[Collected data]
+++++
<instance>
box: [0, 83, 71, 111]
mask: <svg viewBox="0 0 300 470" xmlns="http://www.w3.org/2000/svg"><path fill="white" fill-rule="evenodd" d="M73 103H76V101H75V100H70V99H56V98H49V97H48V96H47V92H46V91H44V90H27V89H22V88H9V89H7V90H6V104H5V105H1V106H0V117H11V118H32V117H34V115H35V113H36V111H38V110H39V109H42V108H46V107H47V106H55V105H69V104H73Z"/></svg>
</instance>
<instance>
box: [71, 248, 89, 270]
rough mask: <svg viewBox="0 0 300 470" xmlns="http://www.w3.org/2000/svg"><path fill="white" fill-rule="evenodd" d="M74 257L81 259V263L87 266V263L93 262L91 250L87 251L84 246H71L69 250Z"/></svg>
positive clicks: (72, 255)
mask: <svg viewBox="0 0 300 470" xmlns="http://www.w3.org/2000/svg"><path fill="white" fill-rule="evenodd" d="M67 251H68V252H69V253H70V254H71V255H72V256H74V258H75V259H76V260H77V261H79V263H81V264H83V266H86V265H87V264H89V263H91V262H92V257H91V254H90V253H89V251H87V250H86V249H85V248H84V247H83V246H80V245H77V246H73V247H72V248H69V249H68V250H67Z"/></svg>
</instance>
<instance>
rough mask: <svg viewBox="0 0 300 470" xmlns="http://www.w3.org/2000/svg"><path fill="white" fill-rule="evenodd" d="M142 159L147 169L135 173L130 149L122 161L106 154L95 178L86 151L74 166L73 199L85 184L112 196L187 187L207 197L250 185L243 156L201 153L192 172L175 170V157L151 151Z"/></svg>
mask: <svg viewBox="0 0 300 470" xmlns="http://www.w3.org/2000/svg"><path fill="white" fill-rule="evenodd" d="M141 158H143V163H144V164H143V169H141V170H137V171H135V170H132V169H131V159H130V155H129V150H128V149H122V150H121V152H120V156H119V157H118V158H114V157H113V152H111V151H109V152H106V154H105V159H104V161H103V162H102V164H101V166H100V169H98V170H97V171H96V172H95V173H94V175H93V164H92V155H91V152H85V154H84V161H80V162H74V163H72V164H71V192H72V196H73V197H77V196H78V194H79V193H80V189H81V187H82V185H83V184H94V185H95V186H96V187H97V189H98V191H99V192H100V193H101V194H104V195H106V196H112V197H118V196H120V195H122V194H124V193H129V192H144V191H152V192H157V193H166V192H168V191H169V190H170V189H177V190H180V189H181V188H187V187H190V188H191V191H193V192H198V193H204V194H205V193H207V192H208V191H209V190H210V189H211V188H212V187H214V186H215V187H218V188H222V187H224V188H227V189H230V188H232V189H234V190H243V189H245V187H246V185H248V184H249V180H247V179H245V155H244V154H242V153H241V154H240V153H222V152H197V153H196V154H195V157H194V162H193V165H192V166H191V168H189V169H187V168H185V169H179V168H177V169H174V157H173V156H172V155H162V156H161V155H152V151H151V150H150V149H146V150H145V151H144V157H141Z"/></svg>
+++++
**What is needed:**
Pull out every line of the records that contains the string "viewBox", and copy each one in full.

**Answer for this exercise:**
mask: <svg viewBox="0 0 300 470" xmlns="http://www.w3.org/2000/svg"><path fill="white" fill-rule="evenodd" d="M73 103H76V101H75V100H70V99H56V98H49V97H48V96H47V92H46V91H44V90H27V89H22V88H9V89H7V90H6V104H5V105H1V106H0V117H11V118H32V117H34V115H35V113H36V111H38V110H39V109H42V108H46V107H47V106H55V105H69V104H73Z"/></svg>
rough mask: <svg viewBox="0 0 300 470" xmlns="http://www.w3.org/2000/svg"><path fill="white" fill-rule="evenodd" d="M74 257L81 259V263L87 266V263L93 262L91 250L87 251L84 246H71L69 250Z"/></svg>
mask: <svg viewBox="0 0 300 470" xmlns="http://www.w3.org/2000/svg"><path fill="white" fill-rule="evenodd" d="M67 251H68V252H69V253H70V254H71V255H72V256H74V258H75V259H76V260H77V261H79V263H81V264H83V266H86V265H87V264H89V263H91V262H92V257H91V254H90V253H89V251H87V250H86V249H85V248H84V247H83V246H80V245H77V246H73V247H72V248H69V249H68V250H67Z"/></svg>
rough mask: <svg viewBox="0 0 300 470" xmlns="http://www.w3.org/2000/svg"><path fill="white" fill-rule="evenodd" d="M142 159L147 169L135 173L130 149L122 161L106 154L95 178L86 151L74 166L73 199L85 184L112 196L187 187L207 197L250 185L243 156L201 153L192 172L175 170V157L151 151Z"/></svg>
mask: <svg viewBox="0 0 300 470" xmlns="http://www.w3.org/2000/svg"><path fill="white" fill-rule="evenodd" d="M141 158H143V163H144V164H143V169H141V170H137V171H135V170H132V169H131V159H130V155H129V150H128V149H122V150H121V152H120V156H119V157H118V158H114V157H113V152H111V151H109V152H106V154H105V159H104V161H103V162H102V164H101V166H100V169H98V170H97V171H96V172H95V173H94V175H93V164H92V155H91V152H85V154H84V161H80V162H74V163H72V164H71V192H72V196H73V197H77V196H78V194H79V193H80V189H81V187H82V185H83V184H94V185H95V186H96V187H97V189H98V191H99V192H100V193H101V194H104V195H106V196H112V197H118V196H120V195H122V194H124V193H129V192H144V191H152V192H157V193H166V192H168V191H169V190H170V189H177V190H180V189H181V188H187V187H190V188H191V191H193V192H198V193H204V194H205V193H207V192H208V191H209V190H210V189H211V188H212V187H214V186H215V187H218V188H222V187H224V188H227V189H230V188H232V189H234V190H243V189H245V187H246V185H248V184H249V180H247V179H245V155H244V154H242V153H241V154H240V153H222V152H197V153H196V154H195V157H194V162H193V165H192V166H191V168H189V169H187V168H185V169H179V168H177V169H174V157H173V156H172V155H162V156H161V155H152V151H151V150H150V149H146V150H145V151H144V157H141Z"/></svg>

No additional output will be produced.